● GIVEN TASK: Can you reproduce, word for word, the part of the records below that starts with the line containing "Provide the mask of every instance of the baseboard" and runs through the end of the records, including both ends?

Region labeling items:
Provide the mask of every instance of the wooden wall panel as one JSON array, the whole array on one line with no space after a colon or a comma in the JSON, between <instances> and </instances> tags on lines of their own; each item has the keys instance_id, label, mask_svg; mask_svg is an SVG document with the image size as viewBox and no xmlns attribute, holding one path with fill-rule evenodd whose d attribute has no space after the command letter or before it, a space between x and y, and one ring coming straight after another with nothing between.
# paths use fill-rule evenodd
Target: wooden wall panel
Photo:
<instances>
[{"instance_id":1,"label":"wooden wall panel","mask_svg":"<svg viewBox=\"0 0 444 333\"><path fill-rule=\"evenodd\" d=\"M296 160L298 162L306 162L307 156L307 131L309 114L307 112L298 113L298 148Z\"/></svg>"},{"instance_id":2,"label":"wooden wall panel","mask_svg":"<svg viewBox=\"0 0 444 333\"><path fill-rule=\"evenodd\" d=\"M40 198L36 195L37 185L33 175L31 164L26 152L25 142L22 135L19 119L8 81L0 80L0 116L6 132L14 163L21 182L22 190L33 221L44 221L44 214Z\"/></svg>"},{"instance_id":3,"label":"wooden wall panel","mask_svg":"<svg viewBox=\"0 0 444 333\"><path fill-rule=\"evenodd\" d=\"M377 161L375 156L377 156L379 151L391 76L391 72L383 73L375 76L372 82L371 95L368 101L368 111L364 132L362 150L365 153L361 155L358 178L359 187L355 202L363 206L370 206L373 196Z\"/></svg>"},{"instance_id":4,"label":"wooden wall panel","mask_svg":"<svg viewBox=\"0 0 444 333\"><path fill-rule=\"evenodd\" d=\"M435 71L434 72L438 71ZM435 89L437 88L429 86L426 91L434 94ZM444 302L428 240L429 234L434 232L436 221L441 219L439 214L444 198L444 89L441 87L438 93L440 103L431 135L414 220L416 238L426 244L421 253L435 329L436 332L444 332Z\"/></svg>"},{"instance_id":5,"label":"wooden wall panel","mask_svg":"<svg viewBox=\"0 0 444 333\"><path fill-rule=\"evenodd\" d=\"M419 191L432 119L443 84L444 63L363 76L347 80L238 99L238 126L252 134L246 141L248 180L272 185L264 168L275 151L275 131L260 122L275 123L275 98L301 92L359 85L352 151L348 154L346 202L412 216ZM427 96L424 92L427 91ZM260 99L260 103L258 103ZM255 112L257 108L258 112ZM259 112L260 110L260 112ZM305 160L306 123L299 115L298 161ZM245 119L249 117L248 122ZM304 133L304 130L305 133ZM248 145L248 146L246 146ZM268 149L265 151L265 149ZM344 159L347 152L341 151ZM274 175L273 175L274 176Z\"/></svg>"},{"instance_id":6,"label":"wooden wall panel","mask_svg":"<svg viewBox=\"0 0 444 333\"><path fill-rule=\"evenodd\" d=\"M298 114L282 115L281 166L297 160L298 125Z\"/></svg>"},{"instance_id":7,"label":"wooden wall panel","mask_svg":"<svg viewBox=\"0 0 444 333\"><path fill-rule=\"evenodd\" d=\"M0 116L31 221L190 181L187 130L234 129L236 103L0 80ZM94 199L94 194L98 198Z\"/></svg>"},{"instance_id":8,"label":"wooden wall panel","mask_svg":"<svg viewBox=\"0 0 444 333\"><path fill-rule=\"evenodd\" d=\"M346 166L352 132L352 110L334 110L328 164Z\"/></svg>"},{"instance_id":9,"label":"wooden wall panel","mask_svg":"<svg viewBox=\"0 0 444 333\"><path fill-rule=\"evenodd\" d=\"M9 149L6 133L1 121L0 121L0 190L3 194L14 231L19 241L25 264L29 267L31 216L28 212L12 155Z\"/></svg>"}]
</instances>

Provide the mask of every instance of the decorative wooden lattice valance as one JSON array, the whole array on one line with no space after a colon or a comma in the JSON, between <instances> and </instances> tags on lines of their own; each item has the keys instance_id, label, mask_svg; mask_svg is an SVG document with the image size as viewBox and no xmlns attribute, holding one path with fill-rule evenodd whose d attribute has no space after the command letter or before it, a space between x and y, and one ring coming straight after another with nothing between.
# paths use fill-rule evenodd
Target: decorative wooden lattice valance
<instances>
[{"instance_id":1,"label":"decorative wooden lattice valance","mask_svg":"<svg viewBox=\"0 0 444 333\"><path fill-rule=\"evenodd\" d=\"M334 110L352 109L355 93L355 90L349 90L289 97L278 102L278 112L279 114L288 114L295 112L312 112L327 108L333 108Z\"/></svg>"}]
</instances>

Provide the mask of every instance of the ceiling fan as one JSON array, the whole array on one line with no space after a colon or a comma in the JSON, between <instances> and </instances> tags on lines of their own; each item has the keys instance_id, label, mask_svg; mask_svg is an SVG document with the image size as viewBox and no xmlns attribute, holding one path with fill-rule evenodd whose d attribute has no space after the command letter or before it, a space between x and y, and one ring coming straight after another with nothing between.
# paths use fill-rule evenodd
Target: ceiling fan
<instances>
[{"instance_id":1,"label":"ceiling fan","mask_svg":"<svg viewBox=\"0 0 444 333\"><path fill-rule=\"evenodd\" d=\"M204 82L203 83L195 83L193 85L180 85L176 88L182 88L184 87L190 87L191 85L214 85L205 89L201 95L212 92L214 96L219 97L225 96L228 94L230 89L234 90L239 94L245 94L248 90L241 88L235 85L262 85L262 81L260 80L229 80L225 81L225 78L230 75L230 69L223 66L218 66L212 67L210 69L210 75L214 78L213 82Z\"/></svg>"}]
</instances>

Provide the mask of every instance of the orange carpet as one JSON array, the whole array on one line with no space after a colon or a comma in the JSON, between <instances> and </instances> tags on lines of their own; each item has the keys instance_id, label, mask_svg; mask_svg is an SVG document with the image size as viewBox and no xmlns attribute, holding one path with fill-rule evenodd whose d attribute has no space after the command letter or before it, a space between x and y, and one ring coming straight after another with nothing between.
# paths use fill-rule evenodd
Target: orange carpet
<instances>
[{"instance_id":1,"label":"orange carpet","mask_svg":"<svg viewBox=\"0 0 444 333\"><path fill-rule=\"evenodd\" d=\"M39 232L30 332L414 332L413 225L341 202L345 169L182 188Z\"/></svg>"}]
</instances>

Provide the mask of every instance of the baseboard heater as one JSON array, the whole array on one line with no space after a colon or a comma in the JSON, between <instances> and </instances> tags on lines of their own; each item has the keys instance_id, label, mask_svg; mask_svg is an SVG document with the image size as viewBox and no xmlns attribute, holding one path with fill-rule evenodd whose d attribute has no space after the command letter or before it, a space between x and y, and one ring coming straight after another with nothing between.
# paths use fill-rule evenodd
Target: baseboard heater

● FULL OUTPUT:
Provide the mask of every instance of the baseboard heater as one JSON array, the whole array on one line with no space after a colon or a comma in the JSON, between <instances> and </instances> tags on lines of their own; each item has the keys instance_id, label, mask_svg; mask_svg is an SVG document with the image size as viewBox and no xmlns attribute, holding one path with fill-rule evenodd whose d attribute has no space after the command letter or before it, a space between x and y, and one ring coming straight after another with nothing between.
# paths use fill-rule evenodd
Target: baseboard heater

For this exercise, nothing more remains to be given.